Supplied text START

Peanuts (boring and tasteless but cheep) 2600 cal/lb

Cheese 2600 cal/lb

 

Top romen is very expensive compared to buying spagetti noodles for those wanting noodles add bullion cubes for some flavor and viola dinner at 1/3 the cost of top romen and 1/10th the cost of the "dried" meals which are nothing more than noodles and spices that you buy at REI etc.

 

Gingersnaps and other hard cookies last 3 weeks.

Heavy Breads like Bananna Bread/Raisin Bread when vacuum Packed last 3 weeks.

 

Pizza lasts ~ 4 days easy

Pop Tarts are only 1800 cal/lb but even if crumbs are good

 

Beef Jerky that is actually dried unlike all the stuff you buy in the stores lasts 1/2 year. Stuff you buy in store lasts a couple weeks at best after being opened since its not actually dried. Real Dried Beef Jerky should be hard and sharp, not soft and chewy like what you buy in the stores.

Supplied text END
Information given START

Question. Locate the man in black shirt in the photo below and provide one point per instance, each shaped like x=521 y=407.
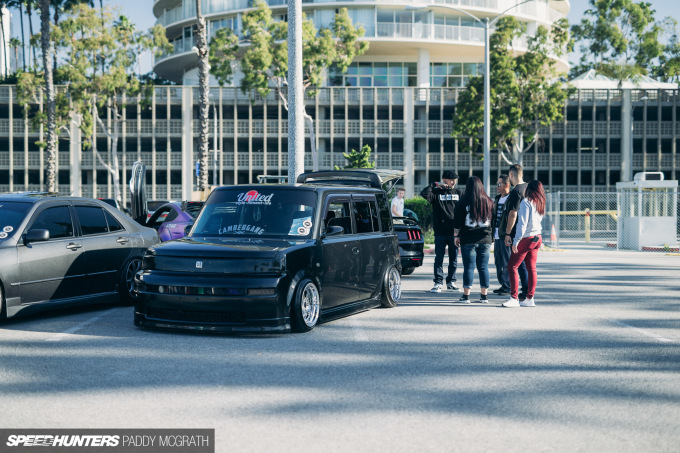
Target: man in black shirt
x=443 y=197
x=508 y=223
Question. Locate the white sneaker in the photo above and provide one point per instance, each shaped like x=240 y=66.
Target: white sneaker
x=510 y=303
x=527 y=303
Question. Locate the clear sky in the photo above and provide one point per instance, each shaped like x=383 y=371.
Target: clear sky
x=140 y=12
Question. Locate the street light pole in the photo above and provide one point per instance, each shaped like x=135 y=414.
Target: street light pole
x=486 y=176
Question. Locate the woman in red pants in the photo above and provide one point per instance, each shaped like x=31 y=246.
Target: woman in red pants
x=526 y=243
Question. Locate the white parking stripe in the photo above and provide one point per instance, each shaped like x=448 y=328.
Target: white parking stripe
x=642 y=331
x=74 y=329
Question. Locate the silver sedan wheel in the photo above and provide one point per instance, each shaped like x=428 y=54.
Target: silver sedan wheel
x=394 y=284
x=309 y=306
x=130 y=271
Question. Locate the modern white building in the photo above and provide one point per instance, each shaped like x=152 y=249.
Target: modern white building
x=399 y=98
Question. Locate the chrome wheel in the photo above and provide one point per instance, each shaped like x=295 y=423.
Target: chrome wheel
x=309 y=305
x=394 y=284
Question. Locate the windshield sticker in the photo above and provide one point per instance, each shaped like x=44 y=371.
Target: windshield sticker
x=241 y=229
x=254 y=197
x=301 y=227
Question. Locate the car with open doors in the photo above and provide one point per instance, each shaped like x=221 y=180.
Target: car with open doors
x=276 y=257
x=57 y=251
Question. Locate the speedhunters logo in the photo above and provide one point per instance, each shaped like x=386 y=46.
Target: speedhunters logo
x=254 y=197
x=123 y=440
x=37 y=440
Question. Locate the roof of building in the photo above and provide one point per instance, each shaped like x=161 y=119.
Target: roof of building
x=593 y=80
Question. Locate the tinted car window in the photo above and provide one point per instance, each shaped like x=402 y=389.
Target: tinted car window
x=114 y=225
x=338 y=214
x=11 y=215
x=385 y=217
x=92 y=220
x=56 y=220
x=362 y=214
x=270 y=213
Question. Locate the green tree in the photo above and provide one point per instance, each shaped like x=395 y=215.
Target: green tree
x=526 y=92
x=204 y=91
x=617 y=38
x=264 y=61
x=358 y=159
x=85 y=48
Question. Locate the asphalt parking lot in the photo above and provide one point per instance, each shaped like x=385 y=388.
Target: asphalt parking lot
x=594 y=367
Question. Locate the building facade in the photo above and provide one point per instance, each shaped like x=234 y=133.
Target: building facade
x=398 y=98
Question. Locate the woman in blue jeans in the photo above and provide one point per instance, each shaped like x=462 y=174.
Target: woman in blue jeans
x=472 y=222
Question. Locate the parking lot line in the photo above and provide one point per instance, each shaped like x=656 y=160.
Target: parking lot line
x=642 y=331
x=60 y=336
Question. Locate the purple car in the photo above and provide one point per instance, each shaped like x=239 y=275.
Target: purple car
x=171 y=219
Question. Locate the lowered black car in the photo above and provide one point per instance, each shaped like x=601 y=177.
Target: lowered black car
x=411 y=244
x=275 y=258
x=65 y=250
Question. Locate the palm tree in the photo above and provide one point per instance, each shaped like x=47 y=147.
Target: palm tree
x=15 y=43
x=20 y=4
x=4 y=41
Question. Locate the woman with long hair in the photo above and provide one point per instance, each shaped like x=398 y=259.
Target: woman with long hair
x=526 y=243
x=472 y=222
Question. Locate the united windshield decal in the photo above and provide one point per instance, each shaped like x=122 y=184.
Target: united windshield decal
x=254 y=197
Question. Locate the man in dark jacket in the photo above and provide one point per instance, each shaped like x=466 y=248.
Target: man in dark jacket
x=443 y=197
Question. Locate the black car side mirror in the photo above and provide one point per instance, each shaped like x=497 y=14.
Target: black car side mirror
x=333 y=230
x=37 y=236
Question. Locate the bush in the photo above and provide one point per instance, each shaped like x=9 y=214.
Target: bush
x=423 y=210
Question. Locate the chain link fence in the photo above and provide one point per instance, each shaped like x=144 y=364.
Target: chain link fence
x=646 y=220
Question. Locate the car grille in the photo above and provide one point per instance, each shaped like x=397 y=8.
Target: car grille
x=222 y=317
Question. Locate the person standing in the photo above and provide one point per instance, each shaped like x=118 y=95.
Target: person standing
x=526 y=243
x=501 y=252
x=443 y=196
x=473 y=235
x=398 y=203
x=507 y=224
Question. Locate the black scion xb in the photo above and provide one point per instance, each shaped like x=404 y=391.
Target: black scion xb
x=271 y=258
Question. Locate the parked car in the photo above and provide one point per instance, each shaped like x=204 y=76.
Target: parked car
x=411 y=244
x=65 y=250
x=172 y=219
x=263 y=258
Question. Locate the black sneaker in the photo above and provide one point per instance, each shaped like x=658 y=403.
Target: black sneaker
x=451 y=286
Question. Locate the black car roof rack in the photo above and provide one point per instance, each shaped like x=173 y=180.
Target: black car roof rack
x=367 y=177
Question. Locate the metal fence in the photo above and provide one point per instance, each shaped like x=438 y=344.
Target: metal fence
x=646 y=221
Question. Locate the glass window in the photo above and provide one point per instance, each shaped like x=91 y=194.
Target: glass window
x=11 y=213
x=92 y=220
x=114 y=225
x=56 y=220
x=262 y=212
x=470 y=68
x=362 y=215
x=338 y=214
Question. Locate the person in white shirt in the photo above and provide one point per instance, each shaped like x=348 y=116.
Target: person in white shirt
x=526 y=243
x=398 y=203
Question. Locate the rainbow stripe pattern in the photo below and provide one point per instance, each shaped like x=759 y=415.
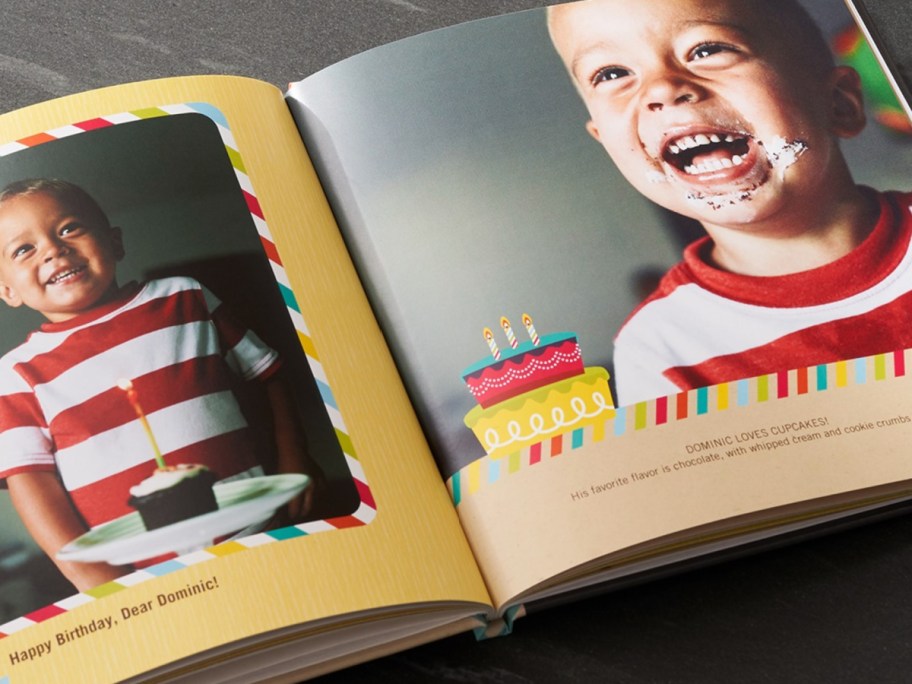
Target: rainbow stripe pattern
x=488 y=470
x=366 y=510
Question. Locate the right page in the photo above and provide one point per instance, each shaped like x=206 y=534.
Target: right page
x=645 y=272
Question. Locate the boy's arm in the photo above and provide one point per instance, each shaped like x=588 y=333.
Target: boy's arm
x=48 y=515
x=291 y=445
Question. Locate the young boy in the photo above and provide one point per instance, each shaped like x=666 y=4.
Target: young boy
x=730 y=112
x=69 y=447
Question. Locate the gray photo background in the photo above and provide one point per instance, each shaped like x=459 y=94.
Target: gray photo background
x=468 y=189
x=168 y=184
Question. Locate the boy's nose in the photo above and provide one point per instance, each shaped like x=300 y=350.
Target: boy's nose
x=668 y=91
x=55 y=248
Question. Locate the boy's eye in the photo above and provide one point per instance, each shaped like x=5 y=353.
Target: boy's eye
x=705 y=50
x=71 y=229
x=20 y=251
x=612 y=73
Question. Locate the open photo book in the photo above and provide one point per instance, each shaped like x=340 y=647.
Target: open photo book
x=472 y=323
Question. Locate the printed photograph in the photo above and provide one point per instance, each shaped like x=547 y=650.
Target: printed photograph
x=677 y=194
x=154 y=396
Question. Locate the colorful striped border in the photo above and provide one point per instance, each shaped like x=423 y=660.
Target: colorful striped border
x=367 y=508
x=489 y=470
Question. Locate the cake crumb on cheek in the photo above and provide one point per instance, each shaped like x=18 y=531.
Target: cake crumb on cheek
x=783 y=153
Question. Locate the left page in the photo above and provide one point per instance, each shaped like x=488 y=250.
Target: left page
x=199 y=254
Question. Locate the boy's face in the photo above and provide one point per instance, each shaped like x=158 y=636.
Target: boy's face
x=55 y=259
x=708 y=107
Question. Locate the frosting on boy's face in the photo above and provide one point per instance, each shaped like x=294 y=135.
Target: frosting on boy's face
x=55 y=259
x=711 y=108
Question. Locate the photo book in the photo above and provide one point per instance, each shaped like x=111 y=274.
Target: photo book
x=469 y=324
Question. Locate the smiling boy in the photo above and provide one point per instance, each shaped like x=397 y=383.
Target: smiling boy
x=731 y=112
x=69 y=446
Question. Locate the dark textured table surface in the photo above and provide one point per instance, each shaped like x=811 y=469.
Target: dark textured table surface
x=833 y=609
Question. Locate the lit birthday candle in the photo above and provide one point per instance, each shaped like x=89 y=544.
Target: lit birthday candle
x=489 y=338
x=127 y=387
x=508 y=331
x=530 y=328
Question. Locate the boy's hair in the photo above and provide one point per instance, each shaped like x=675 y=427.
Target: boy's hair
x=66 y=193
x=791 y=19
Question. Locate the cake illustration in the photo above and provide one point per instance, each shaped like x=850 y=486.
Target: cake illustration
x=534 y=390
x=174 y=493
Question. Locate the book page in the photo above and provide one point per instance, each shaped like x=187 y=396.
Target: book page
x=203 y=205
x=510 y=243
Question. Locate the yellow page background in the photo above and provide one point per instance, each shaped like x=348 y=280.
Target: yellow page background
x=574 y=508
x=413 y=551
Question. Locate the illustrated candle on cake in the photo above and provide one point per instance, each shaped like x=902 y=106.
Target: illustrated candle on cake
x=533 y=391
x=171 y=493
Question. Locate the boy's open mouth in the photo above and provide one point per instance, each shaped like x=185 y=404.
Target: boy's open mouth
x=65 y=275
x=699 y=154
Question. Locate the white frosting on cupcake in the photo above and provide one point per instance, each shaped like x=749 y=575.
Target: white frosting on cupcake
x=165 y=478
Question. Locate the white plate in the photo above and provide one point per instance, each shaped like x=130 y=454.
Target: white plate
x=242 y=503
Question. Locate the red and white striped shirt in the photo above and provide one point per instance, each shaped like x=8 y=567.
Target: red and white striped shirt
x=61 y=409
x=703 y=326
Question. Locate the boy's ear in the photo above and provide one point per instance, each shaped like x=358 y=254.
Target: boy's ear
x=592 y=130
x=10 y=296
x=117 y=243
x=847 y=115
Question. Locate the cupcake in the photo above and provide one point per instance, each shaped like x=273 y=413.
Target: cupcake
x=174 y=493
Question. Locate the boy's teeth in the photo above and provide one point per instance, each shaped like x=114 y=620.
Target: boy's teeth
x=689 y=142
x=714 y=165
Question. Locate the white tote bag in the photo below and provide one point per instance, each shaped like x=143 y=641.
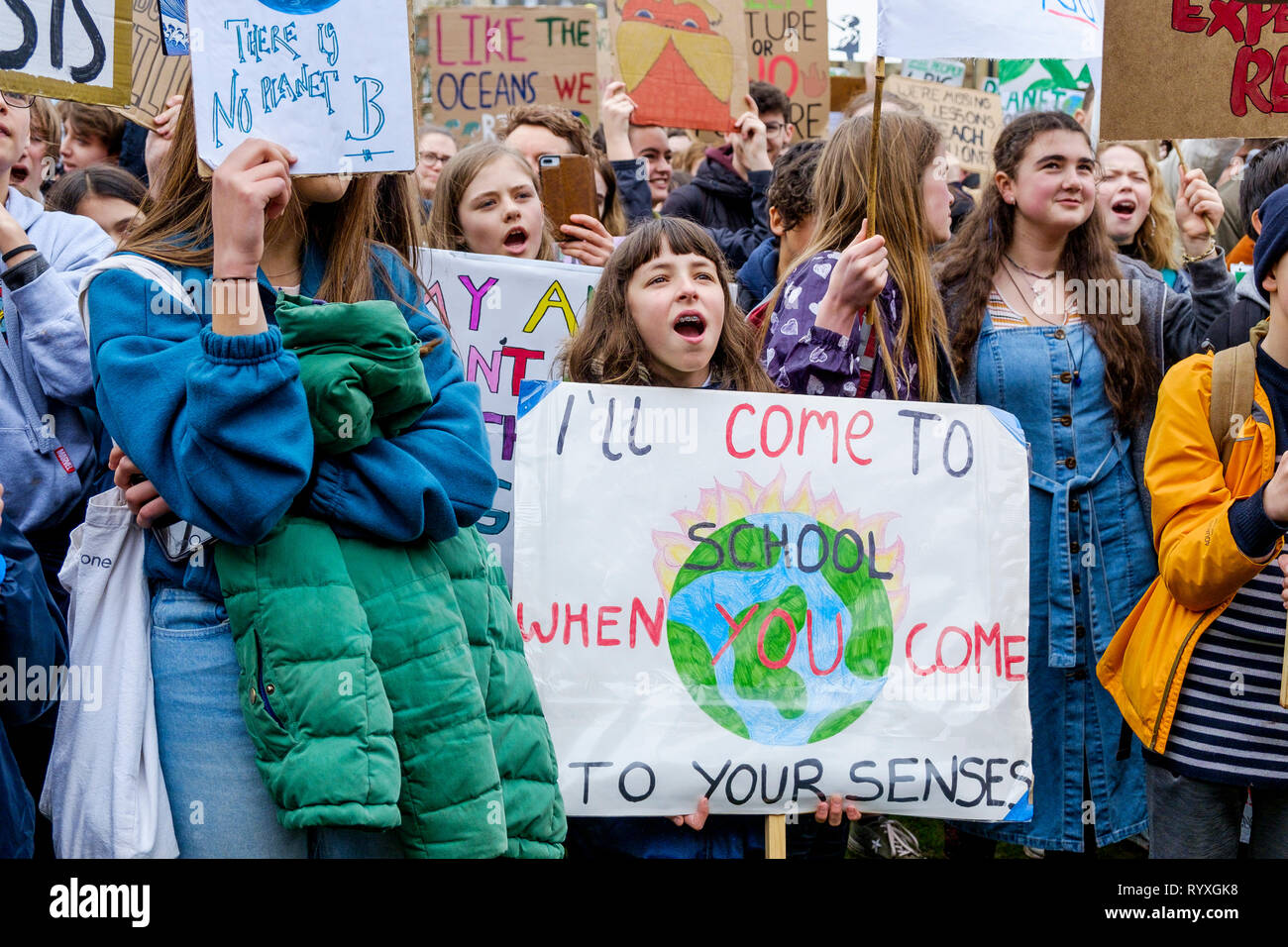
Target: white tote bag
x=103 y=789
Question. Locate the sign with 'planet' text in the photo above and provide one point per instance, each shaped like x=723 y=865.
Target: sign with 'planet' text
x=507 y=321
x=767 y=599
x=327 y=78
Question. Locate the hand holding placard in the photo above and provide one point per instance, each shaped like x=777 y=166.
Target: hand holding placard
x=250 y=187
x=857 y=279
x=1198 y=211
x=748 y=140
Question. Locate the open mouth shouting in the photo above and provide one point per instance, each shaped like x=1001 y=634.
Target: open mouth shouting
x=691 y=326
x=515 y=241
x=1124 y=208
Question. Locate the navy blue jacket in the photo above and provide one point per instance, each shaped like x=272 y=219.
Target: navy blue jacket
x=31 y=633
x=759 y=274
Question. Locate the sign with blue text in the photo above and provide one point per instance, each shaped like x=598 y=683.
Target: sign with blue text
x=1003 y=29
x=310 y=75
x=767 y=599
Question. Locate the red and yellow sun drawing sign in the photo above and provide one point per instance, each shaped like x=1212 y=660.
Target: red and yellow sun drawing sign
x=684 y=62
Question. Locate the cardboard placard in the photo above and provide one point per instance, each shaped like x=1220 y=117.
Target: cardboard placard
x=851 y=34
x=943 y=71
x=81 y=54
x=174 y=27
x=312 y=76
x=745 y=596
x=156 y=76
x=507 y=320
x=787 y=46
x=842 y=89
x=1041 y=85
x=605 y=54
x=1001 y=29
x=969 y=120
x=684 y=62
x=1194 y=68
x=487 y=59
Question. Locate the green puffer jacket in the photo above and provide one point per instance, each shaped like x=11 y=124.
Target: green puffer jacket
x=386 y=684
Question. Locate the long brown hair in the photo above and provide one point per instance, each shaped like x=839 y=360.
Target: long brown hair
x=179 y=231
x=1157 y=239
x=608 y=347
x=910 y=145
x=455 y=179
x=967 y=264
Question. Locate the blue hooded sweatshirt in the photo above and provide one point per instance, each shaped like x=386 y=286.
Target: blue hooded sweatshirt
x=220 y=427
x=44 y=367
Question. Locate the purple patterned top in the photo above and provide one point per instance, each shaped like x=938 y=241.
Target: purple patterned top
x=805 y=360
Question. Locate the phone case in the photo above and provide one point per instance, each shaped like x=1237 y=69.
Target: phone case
x=568 y=188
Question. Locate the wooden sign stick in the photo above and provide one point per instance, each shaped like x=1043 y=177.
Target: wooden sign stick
x=1180 y=158
x=875 y=159
x=776 y=836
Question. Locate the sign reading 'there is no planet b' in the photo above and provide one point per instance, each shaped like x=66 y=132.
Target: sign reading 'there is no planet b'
x=310 y=75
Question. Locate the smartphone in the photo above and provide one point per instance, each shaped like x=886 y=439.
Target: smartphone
x=180 y=540
x=567 y=188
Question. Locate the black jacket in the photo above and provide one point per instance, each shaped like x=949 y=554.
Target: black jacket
x=1248 y=309
x=716 y=197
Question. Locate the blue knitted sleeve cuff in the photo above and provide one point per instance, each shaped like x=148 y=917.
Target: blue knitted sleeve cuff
x=1253 y=531
x=241 y=350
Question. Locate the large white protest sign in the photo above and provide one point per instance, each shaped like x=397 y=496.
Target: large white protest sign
x=507 y=320
x=78 y=52
x=771 y=598
x=1001 y=29
x=327 y=78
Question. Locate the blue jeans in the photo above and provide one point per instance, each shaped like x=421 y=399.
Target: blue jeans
x=219 y=802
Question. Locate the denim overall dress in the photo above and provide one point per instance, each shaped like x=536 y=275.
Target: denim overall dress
x=1091 y=558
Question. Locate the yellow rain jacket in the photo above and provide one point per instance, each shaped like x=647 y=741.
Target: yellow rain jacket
x=1199 y=565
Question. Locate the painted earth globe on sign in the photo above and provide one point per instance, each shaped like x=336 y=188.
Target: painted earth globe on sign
x=780 y=624
x=299 y=7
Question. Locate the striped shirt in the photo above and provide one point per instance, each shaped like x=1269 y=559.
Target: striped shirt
x=1229 y=727
x=1005 y=317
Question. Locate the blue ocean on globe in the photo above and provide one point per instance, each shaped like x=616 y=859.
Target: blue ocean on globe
x=695 y=605
x=299 y=7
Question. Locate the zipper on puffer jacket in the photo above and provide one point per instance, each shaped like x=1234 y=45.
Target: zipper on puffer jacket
x=1171 y=676
x=259 y=681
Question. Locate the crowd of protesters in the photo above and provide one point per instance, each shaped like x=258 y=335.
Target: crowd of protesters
x=745 y=264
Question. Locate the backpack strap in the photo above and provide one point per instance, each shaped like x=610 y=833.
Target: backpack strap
x=1234 y=373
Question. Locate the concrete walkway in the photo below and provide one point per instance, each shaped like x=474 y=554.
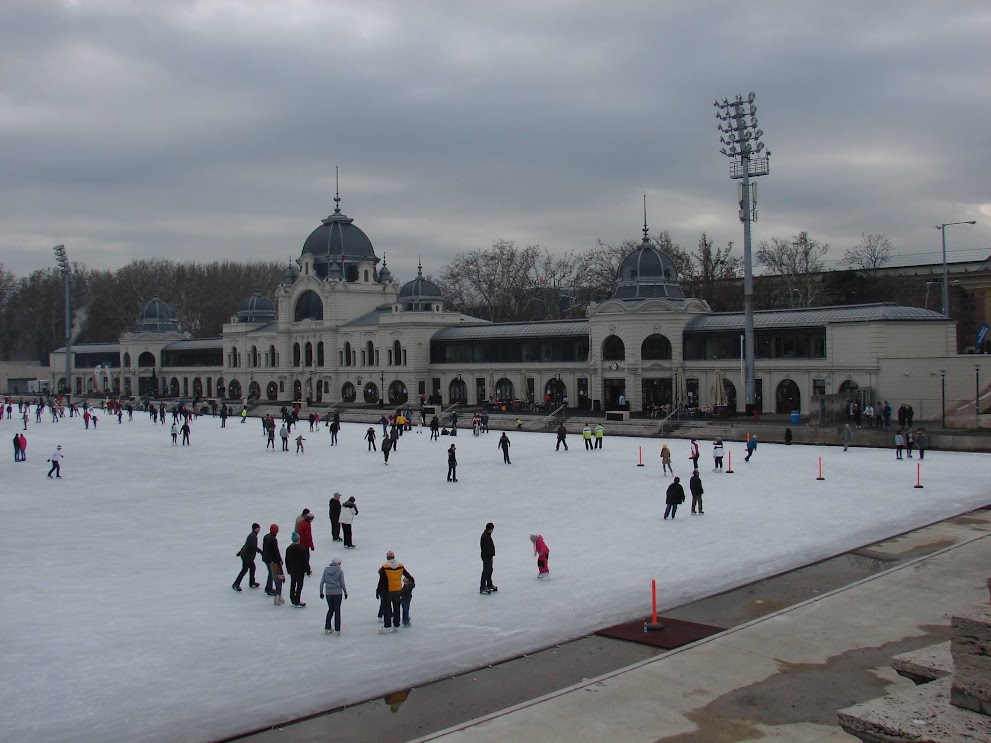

Information given END

◆ **Assignment**
Using the food list, explain why store-bought beef jerky lasts only a short time once opened. The records are drawn from a separate source unrelated to the text.

◆ **Answer box**
Store-bought beef jerky lasts a couple of weeks at best after being opened because it is not actually dried. Real dried jerky, which should be hard and sharp rather than soft and chewy, lasts half a year.